Region annotation material:
○ ○ ○ ○ ○

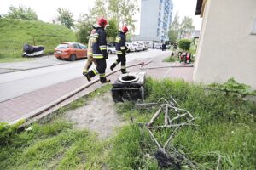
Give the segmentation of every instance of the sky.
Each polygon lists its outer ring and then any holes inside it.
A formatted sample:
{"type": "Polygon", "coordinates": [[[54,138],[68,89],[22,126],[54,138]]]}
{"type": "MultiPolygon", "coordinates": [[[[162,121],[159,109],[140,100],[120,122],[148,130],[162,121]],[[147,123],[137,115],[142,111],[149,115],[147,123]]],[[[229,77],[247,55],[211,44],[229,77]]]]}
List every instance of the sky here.
{"type": "MultiPolygon", "coordinates": [[[[156,0],[158,1],[158,0],[156,0]]],[[[57,8],[67,8],[71,11],[74,19],[78,20],[80,14],[88,13],[89,9],[94,6],[95,0],[0,0],[0,14],[7,14],[10,5],[18,7],[23,5],[26,8],[30,7],[36,11],[39,20],[45,22],[51,22],[51,20],[57,16],[57,8]]],[[[137,0],[140,7],[141,0],[137,0]]],[[[184,16],[193,18],[195,30],[201,29],[201,19],[195,16],[196,0],[172,0],[173,3],[173,14],[177,11],[180,16],[180,20],[184,16]]],[[[140,14],[135,16],[138,21],[136,24],[136,34],[139,34],[140,31],[140,14]]]]}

○ ○ ○ ○ ○

§ **GOAL**
Retype every line of the material above verbatim, leaving out the pictures.

§ **FINISHED ANSWER**
Give the segmentation of every instance of the sky.
Each polygon lists its outer ring and then any holes inside it.
A formatted sample:
{"type": "Polygon", "coordinates": [[[54,138],[68,89],[22,126],[54,138]]]}
{"type": "MultiPolygon", "coordinates": [[[[162,121],[159,109],[140,100],[120,122],[148,130],[162,121]],[[147,123],[137,115],[142,111],[149,115],[147,123]]],[[[229,77],[247,55],[211,44],[229,77]]]]}
List every instance of the sky here.
{"type": "MultiPolygon", "coordinates": [[[[156,0],[158,1],[158,0],[156,0]]],[[[57,8],[67,8],[71,11],[74,19],[78,20],[80,14],[88,13],[89,9],[94,6],[95,0],[0,0],[0,14],[7,14],[10,5],[18,7],[23,5],[26,8],[30,7],[36,11],[39,20],[45,22],[51,22],[51,20],[57,16],[57,8]]],[[[137,0],[140,7],[141,0],[137,0]]],[[[184,16],[193,18],[195,30],[201,29],[201,19],[195,16],[196,0],[172,0],[173,3],[173,14],[177,11],[180,16],[180,20],[184,16]]],[[[140,14],[135,16],[138,21],[136,24],[136,34],[139,34],[140,31],[140,14]]]]}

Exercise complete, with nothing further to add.